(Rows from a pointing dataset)
▼

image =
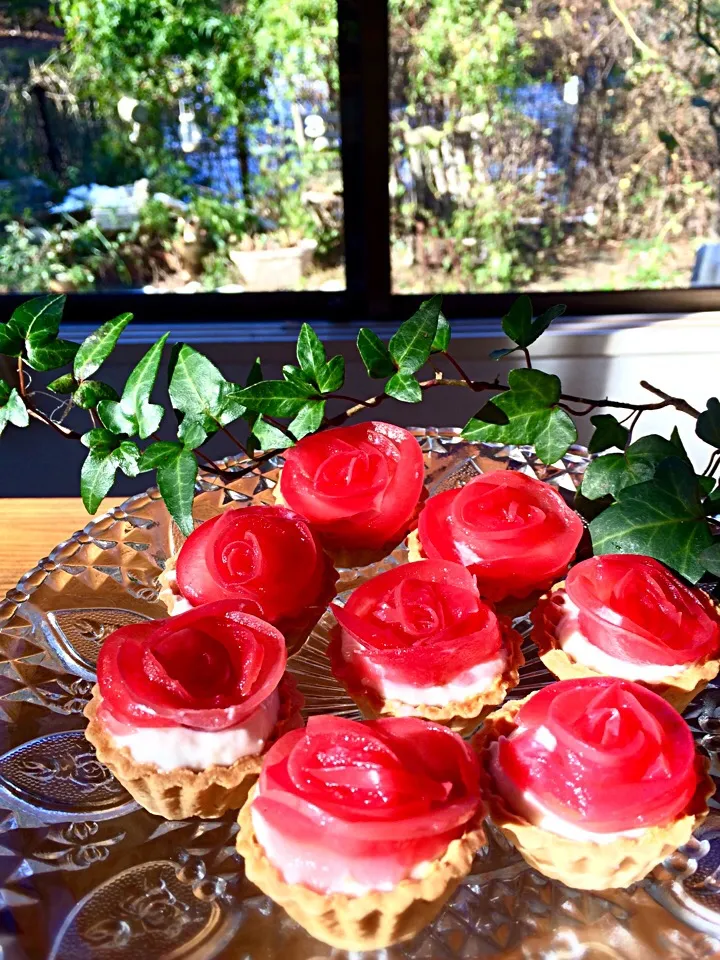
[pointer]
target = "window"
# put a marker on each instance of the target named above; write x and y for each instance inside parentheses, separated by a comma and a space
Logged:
(555, 146)
(160, 147)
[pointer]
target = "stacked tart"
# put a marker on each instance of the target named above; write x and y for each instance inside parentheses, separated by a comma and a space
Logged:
(265, 559)
(516, 534)
(359, 488)
(595, 781)
(628, 616)
(362, 831)
(185, 707)
(418, 641)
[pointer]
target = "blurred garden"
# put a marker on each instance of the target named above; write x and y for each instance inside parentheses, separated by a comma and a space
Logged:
(156, 145)
(189, 145)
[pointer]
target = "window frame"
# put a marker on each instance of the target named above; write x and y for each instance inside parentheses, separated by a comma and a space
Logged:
(363, 61)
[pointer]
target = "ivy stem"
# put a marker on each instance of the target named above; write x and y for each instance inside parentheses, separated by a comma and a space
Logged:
(682, 405)
(459, 369)
(235, 440)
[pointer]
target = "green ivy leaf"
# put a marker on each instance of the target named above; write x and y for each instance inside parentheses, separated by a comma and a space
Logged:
(108, 454)
(711, 558)
(295, 375)
(410, 347)
(533, 416)
(611, 473)
(269, 437)
(708, 423)
(707, 484)
(310, 353)
(676, 440)
(255, 374)
(308, 419)
(64, 384)
(331, 375)
(176, 476)
(12, 407)
(375, 355)
(96, 348)
(519, 326)
(277, 398)
(517, 322)
(609, 432)
(133, 413)
(192, 432)
(39, 318)
(91, 392)
(50, 355)
(404, 386)
(442, 335)
(662, 518)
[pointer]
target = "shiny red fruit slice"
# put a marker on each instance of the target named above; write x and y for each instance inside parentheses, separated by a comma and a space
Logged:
(420, 623)
(208, 669)
(515, 533)
(604, 754)
(634, 608)
(358, 486)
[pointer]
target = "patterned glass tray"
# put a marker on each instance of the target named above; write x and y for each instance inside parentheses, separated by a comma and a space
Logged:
(86, 873)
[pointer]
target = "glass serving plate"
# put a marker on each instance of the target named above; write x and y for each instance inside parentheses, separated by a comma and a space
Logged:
(86, 873)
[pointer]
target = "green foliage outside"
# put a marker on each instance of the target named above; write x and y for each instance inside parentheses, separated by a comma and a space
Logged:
(641, 496)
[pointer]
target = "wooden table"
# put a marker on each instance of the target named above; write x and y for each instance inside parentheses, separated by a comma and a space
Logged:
(30, 528)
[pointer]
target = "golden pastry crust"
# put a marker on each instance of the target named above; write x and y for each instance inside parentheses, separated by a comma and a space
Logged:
(295, 637)
(508, 607)
(585, 865)
(180, 793)
(679, 690)
(373, 920)
(460, 715)
(353, 557)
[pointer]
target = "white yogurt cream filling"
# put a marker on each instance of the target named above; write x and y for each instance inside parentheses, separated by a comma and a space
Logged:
(576, 645)
(462, 687)
(528, 806)
(172, 747)
(327, 871)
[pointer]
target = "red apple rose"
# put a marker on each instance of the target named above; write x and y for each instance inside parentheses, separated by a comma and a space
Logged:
(515, 533)
(358, 486)
(209, 669)
(420, 623)
(634, 608)
(392, 790)
(611, 756)
(266, 560)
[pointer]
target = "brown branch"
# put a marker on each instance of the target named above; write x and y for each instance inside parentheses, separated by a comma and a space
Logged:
(21, 379)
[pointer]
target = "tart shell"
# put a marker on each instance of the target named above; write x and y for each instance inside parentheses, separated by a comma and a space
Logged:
(181, 792)
(460, 715)
(372, 920)
(295, 632)
(356, 557)
(678, 690)
(510, 606)
(585, 865)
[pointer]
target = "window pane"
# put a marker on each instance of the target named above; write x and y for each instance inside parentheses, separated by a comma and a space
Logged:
(161, 147)
(553, 145)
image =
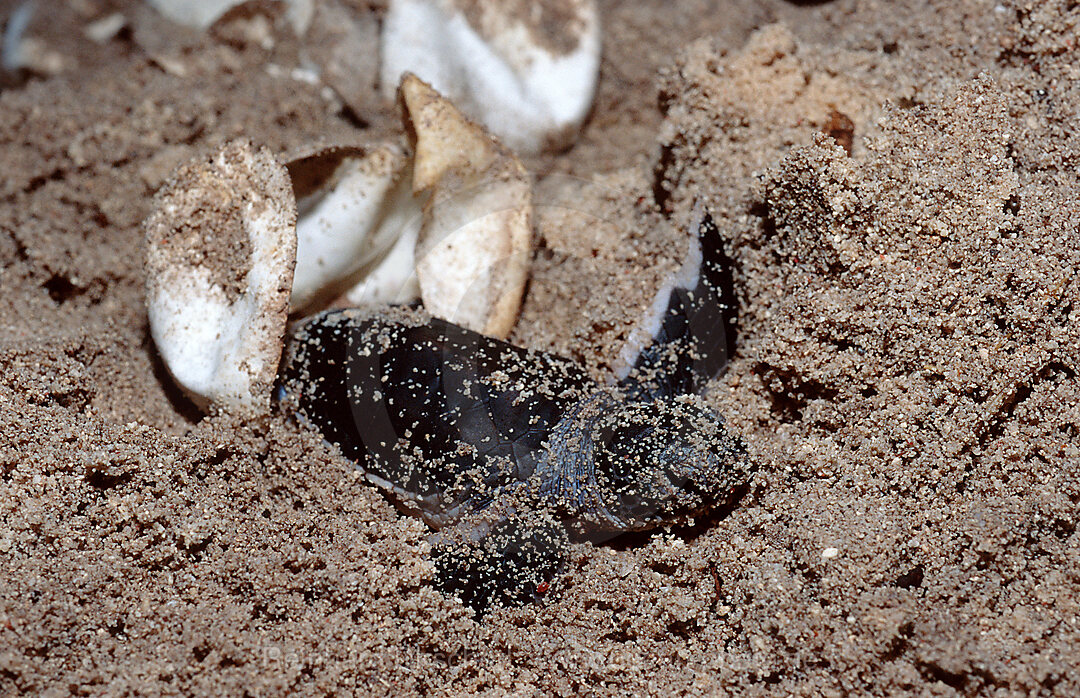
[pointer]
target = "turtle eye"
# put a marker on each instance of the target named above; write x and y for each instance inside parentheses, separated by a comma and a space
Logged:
(656, 460)
(631, 464)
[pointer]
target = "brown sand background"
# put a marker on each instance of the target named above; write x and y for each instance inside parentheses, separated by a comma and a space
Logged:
(907, 377)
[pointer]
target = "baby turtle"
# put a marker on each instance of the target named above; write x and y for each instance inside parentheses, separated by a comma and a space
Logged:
(509, 452)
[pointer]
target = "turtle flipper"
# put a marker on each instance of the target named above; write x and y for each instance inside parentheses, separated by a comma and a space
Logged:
(439, 415)
(692, 323)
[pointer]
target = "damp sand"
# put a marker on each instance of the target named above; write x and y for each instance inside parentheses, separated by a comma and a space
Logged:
(898, 185)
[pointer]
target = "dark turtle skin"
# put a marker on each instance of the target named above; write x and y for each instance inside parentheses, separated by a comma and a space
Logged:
(509, 453)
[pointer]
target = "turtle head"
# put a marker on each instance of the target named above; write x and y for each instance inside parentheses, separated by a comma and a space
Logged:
(660, 461)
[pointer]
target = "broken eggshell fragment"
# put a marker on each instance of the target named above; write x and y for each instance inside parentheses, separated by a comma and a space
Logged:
(220, 251)
(474, 244)
(354, 205)
(526, 70)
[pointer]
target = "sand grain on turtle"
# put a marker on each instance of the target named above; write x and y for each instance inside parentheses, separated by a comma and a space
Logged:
(508, 453)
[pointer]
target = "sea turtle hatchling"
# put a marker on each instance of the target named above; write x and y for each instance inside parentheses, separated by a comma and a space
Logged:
(509, 453)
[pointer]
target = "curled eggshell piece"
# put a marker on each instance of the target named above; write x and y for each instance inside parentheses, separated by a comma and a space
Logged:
(220, 251)
(526, 70)
(354, 205)
(473, 250)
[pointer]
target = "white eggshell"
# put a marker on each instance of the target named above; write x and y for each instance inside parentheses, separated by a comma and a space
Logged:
(529, 92)
(340, 229)
(220, 251)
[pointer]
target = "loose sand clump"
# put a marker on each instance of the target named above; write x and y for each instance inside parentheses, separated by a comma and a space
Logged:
(906, 380)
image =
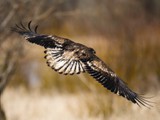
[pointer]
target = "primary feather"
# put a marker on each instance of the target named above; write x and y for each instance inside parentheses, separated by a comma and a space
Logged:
(68, 57)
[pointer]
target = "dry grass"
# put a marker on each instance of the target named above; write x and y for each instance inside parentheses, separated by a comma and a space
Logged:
(22, 105)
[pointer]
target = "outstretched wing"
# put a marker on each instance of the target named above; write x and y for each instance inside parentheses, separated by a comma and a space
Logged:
(58, 58)
(47, 41)
(63, 61)
(104, 75)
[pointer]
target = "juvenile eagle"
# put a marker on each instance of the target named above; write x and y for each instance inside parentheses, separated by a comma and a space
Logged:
(68, 57)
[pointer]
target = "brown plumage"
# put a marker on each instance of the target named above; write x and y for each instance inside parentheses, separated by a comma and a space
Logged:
(68, 57)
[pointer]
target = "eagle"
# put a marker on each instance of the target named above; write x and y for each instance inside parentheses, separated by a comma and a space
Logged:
(68, 57)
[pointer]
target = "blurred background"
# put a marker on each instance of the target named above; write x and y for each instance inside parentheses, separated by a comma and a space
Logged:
(125, 35)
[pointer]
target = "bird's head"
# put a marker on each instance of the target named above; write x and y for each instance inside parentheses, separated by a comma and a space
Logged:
(85, 54)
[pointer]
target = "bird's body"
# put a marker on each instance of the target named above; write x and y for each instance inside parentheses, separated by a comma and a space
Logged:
(68, 57)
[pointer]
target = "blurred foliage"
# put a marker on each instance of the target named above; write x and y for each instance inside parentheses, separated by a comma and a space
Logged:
(124, 33)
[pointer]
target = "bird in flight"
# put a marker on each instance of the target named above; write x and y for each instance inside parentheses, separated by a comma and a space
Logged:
(68, 57)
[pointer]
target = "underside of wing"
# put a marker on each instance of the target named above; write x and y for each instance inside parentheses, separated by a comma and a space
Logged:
(104, 75)
(63, 61)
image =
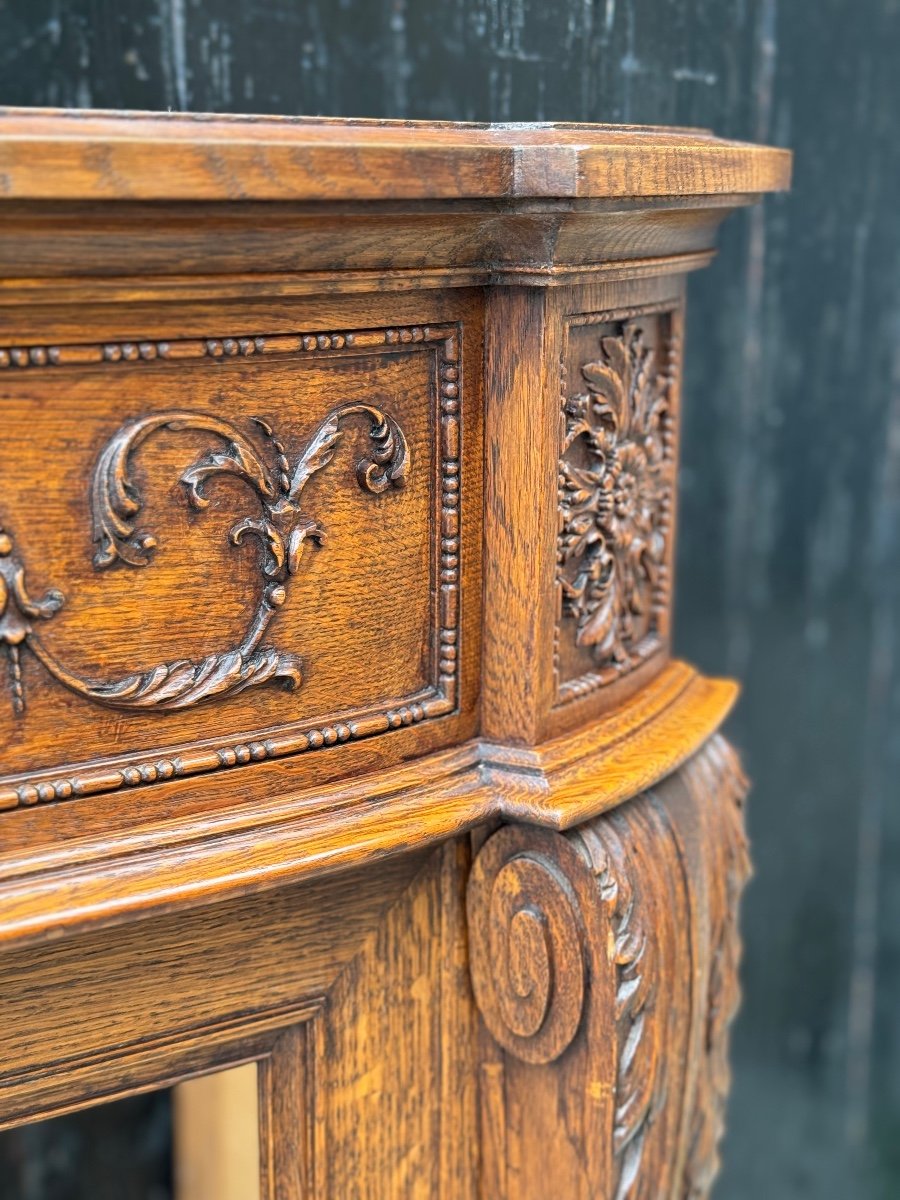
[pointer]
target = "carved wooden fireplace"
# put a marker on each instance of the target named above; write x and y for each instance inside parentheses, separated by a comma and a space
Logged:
(340, 727)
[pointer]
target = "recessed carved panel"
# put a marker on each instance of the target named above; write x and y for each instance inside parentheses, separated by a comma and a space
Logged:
(617, 463)
(605, 965)
(209, 520)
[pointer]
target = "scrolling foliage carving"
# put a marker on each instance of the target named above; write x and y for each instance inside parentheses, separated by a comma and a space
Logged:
(616, 495)
(279, 523)
(605, 964)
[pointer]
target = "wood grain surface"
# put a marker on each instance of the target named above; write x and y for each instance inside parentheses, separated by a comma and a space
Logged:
(325, 579)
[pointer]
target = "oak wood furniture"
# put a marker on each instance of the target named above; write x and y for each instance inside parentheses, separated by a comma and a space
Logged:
(341, 733)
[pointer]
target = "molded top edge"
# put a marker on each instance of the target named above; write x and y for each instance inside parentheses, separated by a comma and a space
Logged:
(85, 155)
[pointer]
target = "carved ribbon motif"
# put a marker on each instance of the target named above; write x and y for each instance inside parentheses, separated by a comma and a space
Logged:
(615, 498)
(280, 526)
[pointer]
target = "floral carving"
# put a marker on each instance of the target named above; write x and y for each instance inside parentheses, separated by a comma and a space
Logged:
(280, 526)
(615, 498)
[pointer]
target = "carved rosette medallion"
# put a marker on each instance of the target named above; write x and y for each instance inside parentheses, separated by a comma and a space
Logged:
(616, 498)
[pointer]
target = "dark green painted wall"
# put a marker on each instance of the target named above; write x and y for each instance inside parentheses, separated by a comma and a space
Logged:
(790, 553)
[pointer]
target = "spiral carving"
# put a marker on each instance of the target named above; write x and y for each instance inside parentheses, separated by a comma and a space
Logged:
(527, 943)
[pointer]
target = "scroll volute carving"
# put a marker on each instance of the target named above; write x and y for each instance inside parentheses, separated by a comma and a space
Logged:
(604, 963)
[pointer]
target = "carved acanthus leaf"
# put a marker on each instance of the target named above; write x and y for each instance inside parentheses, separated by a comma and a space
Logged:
(279, 523)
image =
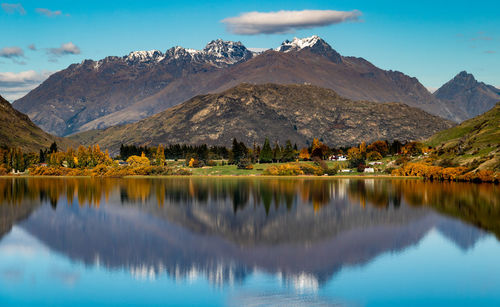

▲

**WHAT YOU SHOULD DO:** Count the lines in the data above that contain the string "green", treating case as significant, and reply with only the number.

**RESULT OF THIS EXERCISE:** 3